───── Data extracts

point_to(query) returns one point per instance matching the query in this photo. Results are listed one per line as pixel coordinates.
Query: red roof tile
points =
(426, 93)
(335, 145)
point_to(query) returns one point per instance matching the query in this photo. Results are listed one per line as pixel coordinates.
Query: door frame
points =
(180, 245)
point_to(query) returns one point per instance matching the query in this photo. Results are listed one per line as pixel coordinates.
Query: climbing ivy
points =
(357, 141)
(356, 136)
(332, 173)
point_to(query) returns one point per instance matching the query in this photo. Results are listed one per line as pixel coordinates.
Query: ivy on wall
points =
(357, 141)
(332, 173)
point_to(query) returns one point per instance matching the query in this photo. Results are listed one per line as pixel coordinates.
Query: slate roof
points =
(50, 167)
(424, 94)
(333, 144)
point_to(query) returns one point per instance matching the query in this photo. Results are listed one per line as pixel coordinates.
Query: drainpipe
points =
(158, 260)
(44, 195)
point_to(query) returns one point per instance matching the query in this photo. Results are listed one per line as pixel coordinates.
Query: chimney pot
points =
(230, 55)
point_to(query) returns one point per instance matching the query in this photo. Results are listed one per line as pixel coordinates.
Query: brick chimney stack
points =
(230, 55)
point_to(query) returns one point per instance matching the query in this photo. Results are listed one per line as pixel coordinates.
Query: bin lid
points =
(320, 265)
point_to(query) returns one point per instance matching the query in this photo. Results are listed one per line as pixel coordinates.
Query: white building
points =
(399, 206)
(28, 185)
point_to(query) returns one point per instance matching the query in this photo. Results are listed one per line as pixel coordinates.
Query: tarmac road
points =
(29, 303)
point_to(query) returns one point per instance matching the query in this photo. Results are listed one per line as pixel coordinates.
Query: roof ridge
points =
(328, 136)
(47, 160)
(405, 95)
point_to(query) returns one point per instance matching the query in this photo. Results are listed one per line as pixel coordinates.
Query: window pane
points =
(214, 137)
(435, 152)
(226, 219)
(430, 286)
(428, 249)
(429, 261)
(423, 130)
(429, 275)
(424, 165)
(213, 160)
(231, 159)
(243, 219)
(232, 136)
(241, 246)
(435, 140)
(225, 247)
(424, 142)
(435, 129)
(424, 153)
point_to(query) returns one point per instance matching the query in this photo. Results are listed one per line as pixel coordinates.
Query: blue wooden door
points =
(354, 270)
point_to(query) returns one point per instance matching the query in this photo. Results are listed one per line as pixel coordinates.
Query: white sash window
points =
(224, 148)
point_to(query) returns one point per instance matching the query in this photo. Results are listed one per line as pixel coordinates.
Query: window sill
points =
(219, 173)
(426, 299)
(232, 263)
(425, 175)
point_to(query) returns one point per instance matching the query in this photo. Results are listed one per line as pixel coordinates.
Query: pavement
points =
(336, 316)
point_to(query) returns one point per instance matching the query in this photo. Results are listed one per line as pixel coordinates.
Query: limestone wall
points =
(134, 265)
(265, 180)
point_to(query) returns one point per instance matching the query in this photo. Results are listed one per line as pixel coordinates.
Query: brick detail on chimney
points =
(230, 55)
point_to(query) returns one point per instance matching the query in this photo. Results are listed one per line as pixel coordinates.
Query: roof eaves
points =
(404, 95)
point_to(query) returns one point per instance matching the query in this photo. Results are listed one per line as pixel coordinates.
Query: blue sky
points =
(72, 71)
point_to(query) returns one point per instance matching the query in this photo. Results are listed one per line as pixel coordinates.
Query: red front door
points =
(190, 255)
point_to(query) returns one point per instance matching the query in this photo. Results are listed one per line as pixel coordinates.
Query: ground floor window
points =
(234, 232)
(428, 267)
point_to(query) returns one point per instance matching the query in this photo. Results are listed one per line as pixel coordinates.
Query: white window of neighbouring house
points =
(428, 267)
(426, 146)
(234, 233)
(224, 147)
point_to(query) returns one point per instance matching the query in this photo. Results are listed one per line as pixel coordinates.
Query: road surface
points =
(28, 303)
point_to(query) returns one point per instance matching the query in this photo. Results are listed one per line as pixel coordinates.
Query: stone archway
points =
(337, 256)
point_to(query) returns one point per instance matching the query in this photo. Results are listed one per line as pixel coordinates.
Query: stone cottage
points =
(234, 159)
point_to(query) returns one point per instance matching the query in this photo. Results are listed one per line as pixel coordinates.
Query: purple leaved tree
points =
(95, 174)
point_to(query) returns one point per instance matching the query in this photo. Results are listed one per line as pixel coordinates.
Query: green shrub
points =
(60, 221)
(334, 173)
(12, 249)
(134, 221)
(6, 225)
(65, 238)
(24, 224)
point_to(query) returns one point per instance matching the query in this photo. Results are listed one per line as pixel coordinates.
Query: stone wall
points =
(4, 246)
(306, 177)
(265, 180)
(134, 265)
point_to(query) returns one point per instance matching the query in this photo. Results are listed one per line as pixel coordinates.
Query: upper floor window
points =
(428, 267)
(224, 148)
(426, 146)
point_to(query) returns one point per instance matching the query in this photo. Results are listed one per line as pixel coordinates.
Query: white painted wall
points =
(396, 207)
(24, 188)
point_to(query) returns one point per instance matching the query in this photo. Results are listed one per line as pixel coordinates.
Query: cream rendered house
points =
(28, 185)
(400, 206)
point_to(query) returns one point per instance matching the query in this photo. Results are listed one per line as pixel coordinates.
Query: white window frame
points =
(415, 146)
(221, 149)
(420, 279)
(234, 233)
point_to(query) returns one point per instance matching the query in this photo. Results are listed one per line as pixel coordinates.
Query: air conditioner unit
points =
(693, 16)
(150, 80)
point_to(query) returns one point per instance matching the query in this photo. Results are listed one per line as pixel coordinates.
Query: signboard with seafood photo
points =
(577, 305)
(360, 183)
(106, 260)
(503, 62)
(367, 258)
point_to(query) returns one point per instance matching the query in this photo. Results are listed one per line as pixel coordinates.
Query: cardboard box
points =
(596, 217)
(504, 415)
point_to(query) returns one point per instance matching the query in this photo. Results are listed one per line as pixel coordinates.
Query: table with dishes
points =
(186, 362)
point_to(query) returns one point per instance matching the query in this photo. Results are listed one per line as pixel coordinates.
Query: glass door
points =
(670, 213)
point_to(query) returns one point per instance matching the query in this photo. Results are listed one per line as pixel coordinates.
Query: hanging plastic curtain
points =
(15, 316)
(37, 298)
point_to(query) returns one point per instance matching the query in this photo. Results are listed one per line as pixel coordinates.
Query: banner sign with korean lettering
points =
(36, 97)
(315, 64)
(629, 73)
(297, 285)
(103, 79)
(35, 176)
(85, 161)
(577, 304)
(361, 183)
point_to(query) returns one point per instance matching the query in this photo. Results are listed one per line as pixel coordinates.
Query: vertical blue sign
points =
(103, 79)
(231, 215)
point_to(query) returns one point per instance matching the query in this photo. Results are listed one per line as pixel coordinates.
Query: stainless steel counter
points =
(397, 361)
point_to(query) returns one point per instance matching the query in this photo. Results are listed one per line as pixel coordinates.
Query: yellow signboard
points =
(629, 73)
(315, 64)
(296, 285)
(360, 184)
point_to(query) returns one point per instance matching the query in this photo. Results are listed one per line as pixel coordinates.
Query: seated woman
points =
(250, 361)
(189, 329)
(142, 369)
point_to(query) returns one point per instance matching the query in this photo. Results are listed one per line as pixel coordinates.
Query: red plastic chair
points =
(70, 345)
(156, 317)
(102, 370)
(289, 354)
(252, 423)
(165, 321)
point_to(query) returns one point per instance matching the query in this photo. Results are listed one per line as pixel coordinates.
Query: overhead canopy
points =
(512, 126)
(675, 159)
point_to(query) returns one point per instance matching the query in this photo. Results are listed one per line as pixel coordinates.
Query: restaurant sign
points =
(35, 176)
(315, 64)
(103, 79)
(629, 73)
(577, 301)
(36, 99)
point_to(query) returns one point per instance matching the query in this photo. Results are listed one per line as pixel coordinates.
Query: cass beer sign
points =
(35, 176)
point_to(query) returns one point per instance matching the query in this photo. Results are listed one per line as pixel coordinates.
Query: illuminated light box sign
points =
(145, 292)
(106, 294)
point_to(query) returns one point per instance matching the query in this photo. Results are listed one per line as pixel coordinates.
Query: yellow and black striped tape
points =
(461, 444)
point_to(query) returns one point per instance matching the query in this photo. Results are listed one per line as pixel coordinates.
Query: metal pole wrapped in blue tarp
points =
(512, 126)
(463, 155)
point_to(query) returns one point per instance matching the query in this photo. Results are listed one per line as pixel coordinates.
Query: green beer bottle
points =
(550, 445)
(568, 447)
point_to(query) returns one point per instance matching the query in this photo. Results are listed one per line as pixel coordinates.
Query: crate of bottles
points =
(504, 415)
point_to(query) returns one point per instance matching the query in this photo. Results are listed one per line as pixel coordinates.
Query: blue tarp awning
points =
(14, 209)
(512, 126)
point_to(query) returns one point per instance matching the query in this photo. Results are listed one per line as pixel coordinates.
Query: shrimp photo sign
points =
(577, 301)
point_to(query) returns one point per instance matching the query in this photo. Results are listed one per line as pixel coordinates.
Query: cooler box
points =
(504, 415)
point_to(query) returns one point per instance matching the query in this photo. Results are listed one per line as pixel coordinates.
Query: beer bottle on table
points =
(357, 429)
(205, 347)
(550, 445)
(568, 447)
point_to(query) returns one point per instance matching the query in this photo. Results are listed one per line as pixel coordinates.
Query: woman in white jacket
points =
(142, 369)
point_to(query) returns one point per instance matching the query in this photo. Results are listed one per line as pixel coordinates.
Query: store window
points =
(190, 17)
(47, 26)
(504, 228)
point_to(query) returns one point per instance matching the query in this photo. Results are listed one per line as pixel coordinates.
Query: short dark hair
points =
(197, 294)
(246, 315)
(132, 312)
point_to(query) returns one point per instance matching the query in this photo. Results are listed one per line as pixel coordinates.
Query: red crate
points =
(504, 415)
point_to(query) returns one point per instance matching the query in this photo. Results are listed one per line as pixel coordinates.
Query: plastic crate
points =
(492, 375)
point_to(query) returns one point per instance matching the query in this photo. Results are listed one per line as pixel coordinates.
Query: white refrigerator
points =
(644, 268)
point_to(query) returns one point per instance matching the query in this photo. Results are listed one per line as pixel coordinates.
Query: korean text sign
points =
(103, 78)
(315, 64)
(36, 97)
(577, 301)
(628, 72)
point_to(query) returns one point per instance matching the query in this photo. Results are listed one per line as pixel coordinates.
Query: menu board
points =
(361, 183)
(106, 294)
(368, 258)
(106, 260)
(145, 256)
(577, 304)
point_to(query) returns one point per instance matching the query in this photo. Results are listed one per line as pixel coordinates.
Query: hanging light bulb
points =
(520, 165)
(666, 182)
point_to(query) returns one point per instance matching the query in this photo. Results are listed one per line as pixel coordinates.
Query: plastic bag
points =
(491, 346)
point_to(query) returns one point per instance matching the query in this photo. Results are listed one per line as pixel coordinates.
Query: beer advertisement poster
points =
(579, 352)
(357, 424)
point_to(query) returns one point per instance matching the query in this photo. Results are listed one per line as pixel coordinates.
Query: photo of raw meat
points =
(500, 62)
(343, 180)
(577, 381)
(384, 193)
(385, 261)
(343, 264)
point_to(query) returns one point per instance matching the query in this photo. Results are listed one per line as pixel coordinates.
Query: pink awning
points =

──────────
───── Data extracts

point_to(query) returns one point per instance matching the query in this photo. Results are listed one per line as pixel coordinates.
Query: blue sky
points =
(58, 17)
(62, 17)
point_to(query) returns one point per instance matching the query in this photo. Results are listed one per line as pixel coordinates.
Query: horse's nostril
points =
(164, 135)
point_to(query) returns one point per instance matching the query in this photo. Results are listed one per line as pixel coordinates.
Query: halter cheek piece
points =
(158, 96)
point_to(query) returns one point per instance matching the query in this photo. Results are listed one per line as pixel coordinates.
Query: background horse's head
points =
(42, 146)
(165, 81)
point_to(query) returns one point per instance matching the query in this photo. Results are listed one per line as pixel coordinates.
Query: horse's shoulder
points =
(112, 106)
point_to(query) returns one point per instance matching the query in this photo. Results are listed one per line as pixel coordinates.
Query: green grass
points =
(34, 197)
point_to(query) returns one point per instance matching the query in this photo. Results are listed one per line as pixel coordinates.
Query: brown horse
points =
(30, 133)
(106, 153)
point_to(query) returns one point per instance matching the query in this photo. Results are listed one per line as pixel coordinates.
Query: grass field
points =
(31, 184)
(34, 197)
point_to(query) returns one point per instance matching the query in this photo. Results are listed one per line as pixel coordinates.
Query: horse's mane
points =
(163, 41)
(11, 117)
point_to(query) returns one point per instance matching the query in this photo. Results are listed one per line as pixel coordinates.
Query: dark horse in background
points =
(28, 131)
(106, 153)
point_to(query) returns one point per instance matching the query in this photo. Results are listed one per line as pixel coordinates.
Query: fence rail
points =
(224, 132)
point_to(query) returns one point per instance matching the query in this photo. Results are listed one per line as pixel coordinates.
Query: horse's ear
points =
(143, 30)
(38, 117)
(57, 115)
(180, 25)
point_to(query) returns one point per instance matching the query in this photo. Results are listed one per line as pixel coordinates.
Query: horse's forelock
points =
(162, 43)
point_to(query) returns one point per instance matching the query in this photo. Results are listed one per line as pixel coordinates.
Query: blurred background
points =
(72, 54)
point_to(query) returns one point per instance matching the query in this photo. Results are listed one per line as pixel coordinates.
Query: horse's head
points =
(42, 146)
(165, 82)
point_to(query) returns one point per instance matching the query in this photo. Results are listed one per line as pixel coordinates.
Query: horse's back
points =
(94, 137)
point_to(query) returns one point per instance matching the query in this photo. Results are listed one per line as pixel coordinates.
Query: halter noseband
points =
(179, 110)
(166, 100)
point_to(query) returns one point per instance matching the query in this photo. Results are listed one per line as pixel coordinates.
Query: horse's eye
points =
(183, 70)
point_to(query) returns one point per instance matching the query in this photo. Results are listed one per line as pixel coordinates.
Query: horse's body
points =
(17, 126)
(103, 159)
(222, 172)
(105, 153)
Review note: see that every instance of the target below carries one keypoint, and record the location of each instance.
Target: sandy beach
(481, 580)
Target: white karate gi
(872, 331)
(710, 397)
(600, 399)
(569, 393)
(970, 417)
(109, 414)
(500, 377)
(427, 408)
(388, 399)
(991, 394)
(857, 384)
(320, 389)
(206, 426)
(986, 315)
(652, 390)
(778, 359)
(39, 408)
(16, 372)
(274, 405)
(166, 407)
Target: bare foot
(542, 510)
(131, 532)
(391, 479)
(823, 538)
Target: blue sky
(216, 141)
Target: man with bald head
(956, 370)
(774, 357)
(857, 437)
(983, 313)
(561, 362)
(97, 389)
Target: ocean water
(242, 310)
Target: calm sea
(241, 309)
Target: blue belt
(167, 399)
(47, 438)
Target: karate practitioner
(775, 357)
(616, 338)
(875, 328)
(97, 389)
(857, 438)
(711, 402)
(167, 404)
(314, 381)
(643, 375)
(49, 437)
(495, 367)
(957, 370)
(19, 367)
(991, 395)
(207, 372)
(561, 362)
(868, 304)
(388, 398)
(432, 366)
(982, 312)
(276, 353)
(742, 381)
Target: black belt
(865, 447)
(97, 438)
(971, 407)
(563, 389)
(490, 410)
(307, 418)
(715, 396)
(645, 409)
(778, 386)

──────────

§ Task brief
Where a line of the records holds the word "wall", copy that line.

§ Finished exercise
Query: ivy on wall
Query: limestone wall
Query: stone wall
Query: white painted wall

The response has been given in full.